> Short task: Count the lines of the records below that contain the word "window", and report only that number.

> Input rows:
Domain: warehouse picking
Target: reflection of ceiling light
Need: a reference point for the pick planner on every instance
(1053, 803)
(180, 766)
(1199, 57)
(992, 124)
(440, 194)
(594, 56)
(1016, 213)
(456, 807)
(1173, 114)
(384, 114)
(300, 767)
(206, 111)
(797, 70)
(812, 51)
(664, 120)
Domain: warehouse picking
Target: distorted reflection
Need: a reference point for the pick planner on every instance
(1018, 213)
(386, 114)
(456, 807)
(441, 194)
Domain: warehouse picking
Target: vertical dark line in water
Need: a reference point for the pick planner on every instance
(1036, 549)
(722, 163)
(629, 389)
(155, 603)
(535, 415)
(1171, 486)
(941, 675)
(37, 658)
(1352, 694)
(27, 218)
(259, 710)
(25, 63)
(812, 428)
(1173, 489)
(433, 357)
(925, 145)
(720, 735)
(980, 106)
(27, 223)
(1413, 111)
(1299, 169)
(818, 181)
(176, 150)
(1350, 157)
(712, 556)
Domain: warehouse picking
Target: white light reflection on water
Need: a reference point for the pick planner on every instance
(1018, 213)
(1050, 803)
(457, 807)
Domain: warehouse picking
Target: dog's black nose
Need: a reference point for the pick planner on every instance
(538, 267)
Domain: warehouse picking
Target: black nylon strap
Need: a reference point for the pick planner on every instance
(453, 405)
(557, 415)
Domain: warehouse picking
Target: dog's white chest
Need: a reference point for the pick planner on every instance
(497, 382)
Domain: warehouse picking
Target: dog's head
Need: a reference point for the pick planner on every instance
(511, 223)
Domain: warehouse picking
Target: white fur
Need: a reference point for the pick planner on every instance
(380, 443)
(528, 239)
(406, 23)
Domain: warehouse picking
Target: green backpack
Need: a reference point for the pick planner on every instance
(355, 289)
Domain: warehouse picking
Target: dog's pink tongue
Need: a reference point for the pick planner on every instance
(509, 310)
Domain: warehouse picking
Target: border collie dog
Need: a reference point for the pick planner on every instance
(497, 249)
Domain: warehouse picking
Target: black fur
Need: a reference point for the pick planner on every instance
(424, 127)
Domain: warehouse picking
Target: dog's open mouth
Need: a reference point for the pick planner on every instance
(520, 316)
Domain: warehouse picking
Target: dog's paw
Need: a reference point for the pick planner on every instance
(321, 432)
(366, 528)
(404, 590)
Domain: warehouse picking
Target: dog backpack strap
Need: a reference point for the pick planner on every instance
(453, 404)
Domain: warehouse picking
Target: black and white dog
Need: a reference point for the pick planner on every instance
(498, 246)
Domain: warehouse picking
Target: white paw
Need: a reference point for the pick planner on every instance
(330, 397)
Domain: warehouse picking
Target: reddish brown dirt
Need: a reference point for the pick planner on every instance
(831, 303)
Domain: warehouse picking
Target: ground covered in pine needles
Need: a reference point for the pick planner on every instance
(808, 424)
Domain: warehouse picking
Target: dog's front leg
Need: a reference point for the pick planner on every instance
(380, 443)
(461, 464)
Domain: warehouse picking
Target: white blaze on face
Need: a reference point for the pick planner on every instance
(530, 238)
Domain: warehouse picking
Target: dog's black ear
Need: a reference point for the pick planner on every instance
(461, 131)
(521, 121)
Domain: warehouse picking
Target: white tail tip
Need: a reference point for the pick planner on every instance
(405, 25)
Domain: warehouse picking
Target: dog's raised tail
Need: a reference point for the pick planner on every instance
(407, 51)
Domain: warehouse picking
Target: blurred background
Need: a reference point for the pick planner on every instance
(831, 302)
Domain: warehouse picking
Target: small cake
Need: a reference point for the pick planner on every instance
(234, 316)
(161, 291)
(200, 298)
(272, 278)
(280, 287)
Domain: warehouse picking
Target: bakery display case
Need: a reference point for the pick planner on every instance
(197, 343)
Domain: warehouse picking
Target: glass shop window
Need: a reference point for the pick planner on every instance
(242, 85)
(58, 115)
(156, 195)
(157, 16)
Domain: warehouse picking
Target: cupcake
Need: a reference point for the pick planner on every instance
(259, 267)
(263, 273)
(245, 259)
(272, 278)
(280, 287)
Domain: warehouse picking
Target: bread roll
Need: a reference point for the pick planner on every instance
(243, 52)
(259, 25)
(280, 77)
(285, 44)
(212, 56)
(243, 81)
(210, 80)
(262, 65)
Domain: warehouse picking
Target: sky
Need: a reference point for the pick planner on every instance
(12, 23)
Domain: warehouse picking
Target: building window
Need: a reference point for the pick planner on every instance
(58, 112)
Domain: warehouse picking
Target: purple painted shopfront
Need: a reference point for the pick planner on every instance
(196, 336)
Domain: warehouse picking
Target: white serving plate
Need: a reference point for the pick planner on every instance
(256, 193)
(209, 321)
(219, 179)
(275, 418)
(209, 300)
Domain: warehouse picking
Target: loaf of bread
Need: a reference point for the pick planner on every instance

> Right answer: 2